---- Material to process
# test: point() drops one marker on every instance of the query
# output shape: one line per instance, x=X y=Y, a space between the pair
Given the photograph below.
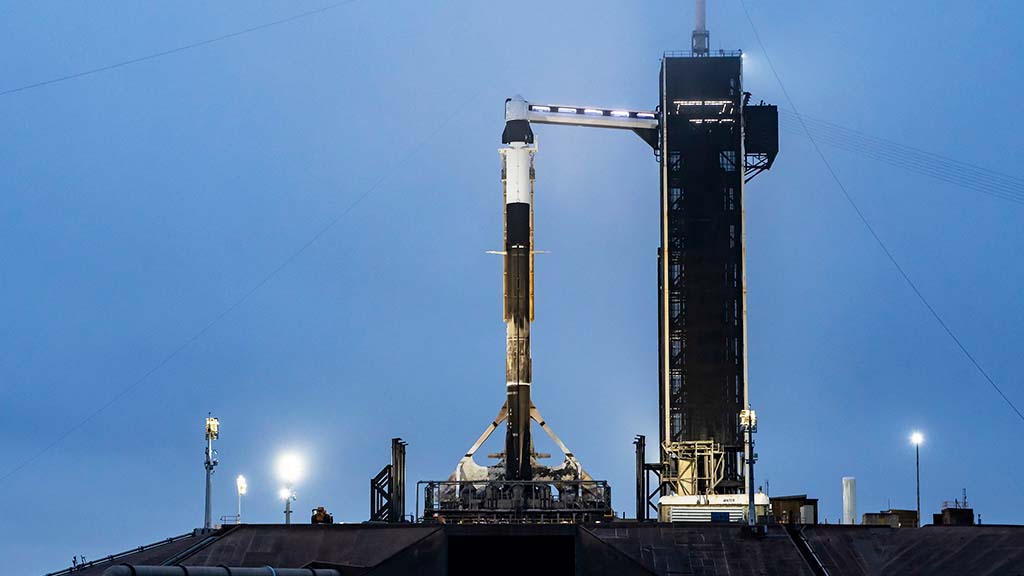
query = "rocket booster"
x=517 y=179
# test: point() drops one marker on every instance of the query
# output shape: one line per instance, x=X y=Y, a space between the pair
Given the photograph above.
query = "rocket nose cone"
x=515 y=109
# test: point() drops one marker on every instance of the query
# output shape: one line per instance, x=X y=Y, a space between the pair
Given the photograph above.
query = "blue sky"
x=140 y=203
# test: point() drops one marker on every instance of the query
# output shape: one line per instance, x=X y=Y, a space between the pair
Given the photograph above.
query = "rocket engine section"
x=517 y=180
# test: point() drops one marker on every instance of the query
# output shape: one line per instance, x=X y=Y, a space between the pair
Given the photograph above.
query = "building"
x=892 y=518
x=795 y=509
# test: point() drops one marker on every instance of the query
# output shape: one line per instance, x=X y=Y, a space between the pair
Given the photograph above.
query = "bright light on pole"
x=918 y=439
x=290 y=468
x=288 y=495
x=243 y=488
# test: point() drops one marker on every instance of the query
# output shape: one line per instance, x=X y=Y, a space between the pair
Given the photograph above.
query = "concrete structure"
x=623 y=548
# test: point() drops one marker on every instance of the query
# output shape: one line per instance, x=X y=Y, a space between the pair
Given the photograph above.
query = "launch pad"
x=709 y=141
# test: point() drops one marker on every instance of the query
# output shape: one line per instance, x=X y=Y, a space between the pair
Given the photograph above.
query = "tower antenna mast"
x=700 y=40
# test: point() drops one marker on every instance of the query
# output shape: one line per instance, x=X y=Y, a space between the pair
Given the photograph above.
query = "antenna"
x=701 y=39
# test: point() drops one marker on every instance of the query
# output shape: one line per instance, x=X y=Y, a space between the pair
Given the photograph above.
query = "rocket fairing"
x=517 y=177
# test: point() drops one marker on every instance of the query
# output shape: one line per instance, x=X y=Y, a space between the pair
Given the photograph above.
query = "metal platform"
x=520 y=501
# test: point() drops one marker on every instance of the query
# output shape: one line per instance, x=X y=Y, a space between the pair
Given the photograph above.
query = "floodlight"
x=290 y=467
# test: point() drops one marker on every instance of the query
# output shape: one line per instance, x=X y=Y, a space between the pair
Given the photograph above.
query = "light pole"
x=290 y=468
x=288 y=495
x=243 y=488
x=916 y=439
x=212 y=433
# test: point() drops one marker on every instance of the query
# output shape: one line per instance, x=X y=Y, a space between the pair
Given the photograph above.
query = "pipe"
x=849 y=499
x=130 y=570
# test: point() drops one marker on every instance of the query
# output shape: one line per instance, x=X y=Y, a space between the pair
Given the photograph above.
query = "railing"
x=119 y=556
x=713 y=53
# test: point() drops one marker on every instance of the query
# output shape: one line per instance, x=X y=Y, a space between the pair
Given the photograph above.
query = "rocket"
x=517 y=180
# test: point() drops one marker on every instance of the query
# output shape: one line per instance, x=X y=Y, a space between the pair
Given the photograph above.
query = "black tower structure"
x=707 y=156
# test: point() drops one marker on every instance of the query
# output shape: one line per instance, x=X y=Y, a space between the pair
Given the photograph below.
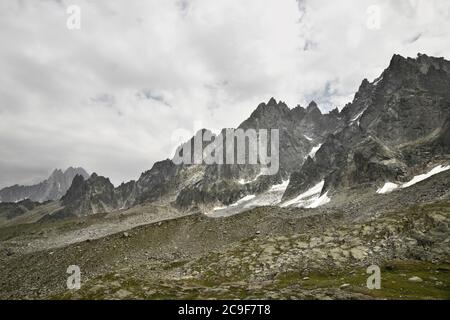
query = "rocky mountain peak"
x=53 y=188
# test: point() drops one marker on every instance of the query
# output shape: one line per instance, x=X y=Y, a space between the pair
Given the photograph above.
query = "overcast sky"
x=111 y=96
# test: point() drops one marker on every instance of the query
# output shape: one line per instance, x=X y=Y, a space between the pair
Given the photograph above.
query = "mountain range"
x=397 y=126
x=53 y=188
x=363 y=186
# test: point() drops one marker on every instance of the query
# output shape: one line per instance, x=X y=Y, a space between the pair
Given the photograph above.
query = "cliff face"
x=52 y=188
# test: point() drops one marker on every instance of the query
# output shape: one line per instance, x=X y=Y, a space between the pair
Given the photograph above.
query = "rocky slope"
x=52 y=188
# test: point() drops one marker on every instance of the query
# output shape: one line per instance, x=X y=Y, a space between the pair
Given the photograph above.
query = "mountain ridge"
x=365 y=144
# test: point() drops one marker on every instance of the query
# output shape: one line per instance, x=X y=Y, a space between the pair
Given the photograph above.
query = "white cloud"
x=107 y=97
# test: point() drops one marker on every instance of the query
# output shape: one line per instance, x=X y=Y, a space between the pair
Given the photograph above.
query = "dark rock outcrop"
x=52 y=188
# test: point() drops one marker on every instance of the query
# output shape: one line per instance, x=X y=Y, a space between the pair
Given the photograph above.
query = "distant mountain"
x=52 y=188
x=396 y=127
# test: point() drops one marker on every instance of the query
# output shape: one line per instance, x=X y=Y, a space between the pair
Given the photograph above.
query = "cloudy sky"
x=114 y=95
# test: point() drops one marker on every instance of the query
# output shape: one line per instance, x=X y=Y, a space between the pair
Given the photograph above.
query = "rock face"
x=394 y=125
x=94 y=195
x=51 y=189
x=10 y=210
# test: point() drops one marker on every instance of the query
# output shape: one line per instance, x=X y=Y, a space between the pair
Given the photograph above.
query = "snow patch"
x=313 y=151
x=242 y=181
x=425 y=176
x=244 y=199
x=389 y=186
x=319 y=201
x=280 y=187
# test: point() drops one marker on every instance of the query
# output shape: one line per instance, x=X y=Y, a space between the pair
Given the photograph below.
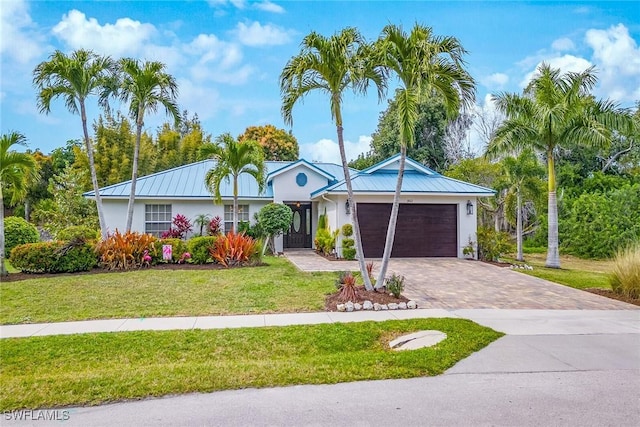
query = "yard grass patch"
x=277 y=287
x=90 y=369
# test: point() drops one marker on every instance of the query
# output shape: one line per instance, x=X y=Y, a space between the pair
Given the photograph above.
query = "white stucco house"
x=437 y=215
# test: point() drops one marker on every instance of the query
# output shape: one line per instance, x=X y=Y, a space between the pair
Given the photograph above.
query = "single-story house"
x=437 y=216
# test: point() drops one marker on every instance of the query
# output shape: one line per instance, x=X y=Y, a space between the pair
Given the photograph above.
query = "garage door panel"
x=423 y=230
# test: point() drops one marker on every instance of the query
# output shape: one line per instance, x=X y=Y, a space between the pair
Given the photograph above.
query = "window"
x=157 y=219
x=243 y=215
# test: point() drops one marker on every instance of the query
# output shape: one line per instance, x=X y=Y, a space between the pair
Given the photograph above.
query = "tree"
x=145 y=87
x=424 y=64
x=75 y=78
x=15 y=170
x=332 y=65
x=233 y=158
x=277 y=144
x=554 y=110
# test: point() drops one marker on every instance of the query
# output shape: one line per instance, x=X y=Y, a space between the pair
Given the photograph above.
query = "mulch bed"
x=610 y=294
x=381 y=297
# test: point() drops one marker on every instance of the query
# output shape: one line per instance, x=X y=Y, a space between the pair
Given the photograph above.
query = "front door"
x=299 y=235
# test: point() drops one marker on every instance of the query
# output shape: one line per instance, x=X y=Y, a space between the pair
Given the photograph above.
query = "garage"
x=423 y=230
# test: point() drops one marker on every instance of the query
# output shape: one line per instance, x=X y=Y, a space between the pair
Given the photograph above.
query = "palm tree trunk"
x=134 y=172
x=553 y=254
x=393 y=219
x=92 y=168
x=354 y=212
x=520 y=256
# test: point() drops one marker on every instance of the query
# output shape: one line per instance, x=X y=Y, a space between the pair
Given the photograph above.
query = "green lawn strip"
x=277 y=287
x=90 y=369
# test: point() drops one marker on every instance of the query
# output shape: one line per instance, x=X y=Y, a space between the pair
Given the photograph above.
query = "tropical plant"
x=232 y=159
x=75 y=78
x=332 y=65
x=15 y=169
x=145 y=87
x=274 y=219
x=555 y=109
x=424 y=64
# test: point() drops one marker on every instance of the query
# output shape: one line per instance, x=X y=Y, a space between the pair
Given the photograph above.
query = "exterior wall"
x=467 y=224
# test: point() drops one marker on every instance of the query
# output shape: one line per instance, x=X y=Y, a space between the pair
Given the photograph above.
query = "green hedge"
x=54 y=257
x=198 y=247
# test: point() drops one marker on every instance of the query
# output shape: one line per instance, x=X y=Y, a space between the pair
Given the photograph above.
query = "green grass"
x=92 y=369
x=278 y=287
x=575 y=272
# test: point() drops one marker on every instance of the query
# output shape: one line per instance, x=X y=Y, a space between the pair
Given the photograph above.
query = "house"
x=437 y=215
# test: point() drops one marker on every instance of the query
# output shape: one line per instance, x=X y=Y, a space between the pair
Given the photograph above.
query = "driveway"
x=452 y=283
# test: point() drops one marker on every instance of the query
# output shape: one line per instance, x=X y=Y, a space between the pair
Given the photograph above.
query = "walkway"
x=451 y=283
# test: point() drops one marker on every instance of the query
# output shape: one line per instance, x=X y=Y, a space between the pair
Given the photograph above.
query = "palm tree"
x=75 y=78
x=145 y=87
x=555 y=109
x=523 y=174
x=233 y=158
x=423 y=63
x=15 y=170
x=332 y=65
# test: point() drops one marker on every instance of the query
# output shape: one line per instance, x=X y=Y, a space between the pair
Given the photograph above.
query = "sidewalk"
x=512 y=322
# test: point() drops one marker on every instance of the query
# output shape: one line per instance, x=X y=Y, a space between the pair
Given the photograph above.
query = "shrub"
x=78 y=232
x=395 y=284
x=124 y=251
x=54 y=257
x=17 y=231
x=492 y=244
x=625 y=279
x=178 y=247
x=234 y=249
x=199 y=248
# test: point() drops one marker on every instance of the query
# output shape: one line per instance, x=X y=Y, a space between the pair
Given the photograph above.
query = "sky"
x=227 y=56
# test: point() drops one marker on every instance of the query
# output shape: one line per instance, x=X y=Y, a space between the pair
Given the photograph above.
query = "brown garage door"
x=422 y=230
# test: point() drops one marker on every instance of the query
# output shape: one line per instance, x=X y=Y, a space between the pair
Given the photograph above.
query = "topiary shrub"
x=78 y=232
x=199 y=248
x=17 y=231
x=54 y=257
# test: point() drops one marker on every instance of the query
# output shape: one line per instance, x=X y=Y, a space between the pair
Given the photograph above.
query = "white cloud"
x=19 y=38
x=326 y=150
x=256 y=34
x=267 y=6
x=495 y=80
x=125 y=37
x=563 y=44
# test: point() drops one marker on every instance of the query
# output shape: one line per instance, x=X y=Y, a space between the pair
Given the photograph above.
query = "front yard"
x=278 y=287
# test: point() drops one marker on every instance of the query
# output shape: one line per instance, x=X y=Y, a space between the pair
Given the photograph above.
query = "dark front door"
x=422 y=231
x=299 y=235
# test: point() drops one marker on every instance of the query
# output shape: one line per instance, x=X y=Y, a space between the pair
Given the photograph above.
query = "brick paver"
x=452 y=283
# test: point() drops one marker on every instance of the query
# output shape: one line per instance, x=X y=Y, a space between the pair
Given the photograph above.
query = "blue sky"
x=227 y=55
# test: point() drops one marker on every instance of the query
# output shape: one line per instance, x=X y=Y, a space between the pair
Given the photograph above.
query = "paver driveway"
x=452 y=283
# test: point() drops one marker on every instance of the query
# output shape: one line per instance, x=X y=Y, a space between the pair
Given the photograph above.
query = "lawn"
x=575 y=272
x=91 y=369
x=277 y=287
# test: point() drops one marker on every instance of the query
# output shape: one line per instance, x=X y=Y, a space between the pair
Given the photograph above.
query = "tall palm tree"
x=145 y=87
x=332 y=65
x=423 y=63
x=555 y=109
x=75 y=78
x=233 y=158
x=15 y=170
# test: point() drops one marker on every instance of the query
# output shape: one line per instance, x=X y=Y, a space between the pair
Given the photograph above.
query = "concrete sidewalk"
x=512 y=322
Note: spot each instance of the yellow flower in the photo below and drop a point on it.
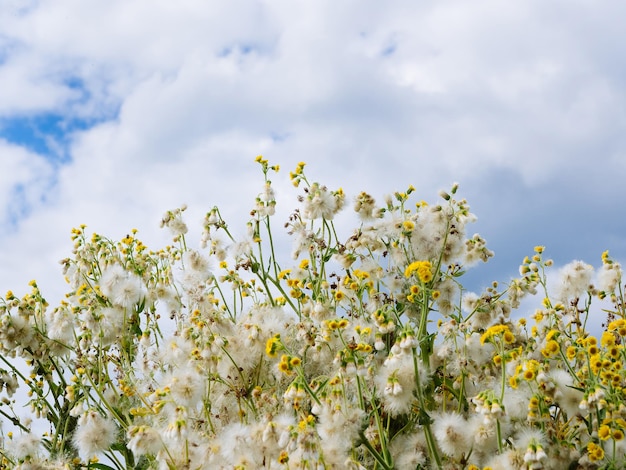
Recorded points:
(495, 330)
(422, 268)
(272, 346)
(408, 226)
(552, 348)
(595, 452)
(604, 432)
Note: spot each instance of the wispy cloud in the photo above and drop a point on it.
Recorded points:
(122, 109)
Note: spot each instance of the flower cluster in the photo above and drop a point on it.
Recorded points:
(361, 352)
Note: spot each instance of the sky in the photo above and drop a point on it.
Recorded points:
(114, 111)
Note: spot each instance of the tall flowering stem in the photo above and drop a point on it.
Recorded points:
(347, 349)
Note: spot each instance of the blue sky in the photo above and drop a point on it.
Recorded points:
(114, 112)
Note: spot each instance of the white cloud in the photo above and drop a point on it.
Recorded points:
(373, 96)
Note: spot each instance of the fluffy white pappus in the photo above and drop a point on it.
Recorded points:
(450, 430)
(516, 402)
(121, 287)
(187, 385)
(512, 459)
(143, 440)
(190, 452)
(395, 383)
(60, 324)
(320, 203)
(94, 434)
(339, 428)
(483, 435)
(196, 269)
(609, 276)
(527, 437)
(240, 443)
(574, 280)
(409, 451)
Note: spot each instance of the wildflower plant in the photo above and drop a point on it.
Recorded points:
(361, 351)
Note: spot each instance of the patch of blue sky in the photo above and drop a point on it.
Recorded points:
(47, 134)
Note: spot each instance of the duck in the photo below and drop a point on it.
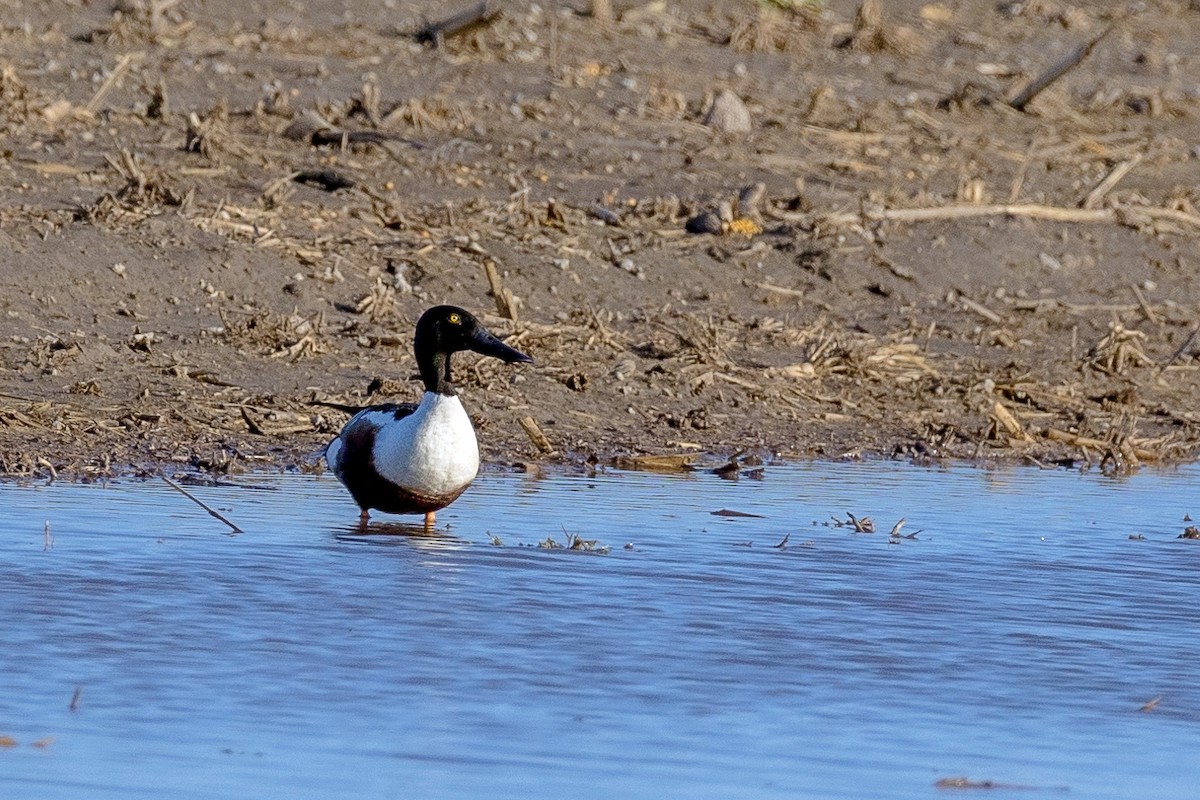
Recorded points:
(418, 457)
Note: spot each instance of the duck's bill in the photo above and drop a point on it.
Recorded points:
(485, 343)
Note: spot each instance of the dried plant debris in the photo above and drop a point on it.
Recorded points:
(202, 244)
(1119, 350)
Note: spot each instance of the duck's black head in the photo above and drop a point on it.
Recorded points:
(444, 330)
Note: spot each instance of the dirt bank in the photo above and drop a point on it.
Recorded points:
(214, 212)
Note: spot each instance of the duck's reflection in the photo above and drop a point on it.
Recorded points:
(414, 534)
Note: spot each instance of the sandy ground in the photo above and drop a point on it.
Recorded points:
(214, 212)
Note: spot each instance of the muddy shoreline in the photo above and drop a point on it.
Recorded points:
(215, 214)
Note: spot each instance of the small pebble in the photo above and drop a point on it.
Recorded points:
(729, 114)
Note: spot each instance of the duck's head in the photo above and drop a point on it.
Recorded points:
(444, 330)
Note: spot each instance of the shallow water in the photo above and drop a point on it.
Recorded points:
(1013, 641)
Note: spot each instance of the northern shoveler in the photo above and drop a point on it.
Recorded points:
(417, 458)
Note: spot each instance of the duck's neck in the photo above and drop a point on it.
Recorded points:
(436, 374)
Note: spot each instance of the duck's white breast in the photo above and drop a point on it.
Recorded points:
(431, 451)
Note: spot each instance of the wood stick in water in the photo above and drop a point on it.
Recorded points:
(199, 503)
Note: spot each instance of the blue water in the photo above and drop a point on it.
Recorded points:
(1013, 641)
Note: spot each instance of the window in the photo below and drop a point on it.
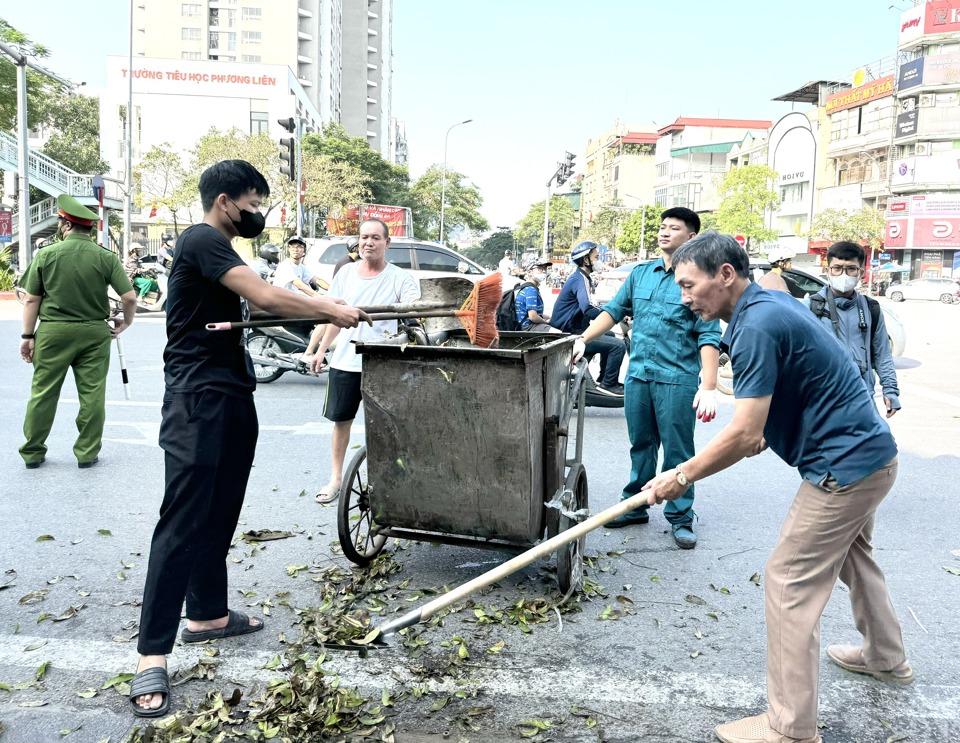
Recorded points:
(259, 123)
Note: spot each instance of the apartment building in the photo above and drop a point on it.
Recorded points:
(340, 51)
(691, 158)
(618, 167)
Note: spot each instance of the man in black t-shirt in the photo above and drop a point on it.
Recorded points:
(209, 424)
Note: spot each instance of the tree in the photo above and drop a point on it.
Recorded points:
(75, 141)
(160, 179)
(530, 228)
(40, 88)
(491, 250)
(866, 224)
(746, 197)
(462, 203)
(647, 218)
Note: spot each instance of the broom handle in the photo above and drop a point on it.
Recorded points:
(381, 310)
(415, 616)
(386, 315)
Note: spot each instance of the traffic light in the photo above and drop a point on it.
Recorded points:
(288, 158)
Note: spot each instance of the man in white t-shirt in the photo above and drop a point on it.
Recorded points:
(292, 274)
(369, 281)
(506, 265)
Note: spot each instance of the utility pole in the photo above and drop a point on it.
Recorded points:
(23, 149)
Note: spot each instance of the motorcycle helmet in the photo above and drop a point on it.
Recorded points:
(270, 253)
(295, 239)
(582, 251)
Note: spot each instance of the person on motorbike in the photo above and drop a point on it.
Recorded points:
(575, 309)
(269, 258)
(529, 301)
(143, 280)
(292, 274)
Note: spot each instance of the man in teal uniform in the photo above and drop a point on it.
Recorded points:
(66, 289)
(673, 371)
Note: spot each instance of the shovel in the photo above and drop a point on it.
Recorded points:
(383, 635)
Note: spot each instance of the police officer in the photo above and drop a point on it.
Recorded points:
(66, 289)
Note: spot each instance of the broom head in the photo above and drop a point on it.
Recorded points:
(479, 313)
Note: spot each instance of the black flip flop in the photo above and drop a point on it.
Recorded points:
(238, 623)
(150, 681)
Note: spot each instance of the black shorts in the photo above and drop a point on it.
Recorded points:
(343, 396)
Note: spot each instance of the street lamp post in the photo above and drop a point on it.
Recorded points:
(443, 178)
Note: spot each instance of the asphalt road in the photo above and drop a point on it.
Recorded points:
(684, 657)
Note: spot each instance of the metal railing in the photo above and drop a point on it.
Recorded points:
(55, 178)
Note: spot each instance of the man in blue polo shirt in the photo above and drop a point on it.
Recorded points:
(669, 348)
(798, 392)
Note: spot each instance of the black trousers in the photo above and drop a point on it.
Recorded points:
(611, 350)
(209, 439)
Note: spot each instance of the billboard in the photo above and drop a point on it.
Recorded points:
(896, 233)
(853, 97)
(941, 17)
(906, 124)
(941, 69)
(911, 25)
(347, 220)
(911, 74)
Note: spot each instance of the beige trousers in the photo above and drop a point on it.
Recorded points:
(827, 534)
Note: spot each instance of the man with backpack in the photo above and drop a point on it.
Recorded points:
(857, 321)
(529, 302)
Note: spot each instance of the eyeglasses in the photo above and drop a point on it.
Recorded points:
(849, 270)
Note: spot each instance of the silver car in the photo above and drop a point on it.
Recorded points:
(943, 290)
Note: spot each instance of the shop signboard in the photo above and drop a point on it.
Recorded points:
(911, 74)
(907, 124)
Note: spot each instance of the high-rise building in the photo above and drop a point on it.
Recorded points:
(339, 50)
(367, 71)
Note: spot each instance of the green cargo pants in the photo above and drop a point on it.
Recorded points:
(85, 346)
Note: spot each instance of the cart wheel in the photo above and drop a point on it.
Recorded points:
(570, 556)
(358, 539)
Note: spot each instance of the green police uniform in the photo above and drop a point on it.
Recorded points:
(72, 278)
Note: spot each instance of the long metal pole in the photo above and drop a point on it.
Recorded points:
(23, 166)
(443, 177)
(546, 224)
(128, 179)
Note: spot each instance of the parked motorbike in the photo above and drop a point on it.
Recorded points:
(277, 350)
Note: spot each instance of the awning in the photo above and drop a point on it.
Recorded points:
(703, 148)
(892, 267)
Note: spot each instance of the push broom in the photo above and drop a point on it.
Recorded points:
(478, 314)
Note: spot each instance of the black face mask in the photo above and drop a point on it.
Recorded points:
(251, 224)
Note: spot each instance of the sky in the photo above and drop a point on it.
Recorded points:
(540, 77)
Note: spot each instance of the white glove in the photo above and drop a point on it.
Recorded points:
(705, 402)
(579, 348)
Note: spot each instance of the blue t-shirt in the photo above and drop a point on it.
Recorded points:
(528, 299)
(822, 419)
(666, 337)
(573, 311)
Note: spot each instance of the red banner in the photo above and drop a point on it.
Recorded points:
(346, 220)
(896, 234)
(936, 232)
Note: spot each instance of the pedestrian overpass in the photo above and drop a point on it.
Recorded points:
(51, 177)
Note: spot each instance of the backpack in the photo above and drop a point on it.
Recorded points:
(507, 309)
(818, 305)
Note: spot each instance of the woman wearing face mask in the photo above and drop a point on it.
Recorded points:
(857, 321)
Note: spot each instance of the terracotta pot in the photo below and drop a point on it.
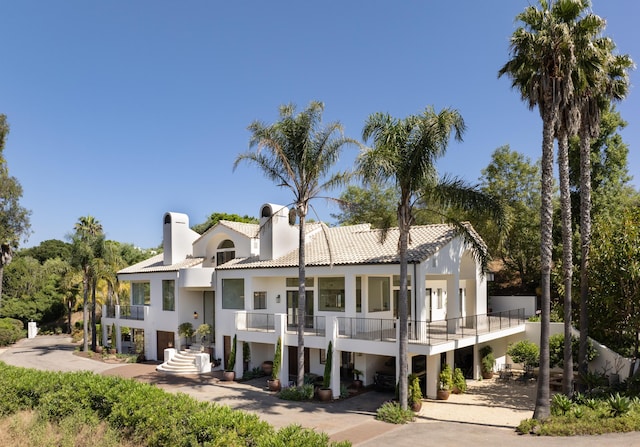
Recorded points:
--------
**Exercise prompt:** Within the records above, each line containing "water" is to be returned.

**Written response:**
Note: spot each instance of the shallow water in the photo above and drop a point on it.
Note: spot each instance of the wood stick in water in the photo above and drop a point on it.
Note: spot each instance of the blue water in the photo above and drop a point on it.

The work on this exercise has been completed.